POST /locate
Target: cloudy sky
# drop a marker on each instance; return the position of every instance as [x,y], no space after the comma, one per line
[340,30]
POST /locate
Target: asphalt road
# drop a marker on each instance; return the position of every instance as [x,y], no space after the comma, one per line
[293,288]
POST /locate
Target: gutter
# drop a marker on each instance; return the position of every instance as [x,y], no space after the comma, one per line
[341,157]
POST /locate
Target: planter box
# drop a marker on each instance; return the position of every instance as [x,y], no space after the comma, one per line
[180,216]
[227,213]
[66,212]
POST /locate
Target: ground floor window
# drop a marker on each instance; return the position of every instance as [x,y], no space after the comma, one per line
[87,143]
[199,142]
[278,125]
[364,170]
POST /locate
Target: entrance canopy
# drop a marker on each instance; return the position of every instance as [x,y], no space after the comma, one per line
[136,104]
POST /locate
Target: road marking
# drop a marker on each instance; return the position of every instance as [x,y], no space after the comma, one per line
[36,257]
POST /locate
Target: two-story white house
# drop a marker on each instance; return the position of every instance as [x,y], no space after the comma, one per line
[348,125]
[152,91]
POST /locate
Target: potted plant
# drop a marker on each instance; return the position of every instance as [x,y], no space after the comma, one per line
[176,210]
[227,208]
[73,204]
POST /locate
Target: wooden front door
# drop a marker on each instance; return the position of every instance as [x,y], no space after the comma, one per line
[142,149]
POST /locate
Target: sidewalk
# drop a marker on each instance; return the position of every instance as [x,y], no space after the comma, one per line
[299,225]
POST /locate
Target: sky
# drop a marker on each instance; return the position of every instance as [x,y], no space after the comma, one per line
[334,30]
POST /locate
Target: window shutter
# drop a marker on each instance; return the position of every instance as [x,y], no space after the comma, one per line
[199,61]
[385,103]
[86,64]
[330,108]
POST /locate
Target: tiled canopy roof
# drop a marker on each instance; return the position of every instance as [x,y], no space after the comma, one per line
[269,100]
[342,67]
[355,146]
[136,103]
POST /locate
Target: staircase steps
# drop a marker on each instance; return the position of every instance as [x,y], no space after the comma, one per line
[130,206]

********************

• TASK DETAILS
In the data above, retype exactly and only the lines between the one holding "Target: sidewalk" and the one holding "Target: window shutter", inclusive.

• EXERCISE SOLUTION
Target: sidewalk
# drop a marker on each instance; return the position of every instance as [x,y], no space after the comma, one per line
[299,225]
POST /locate
Target: sky
# drop a marker on each instance; return the position of every instance as [x,y], no space after the comma, one per line
[334,30]
POST /locate
Target: window shutter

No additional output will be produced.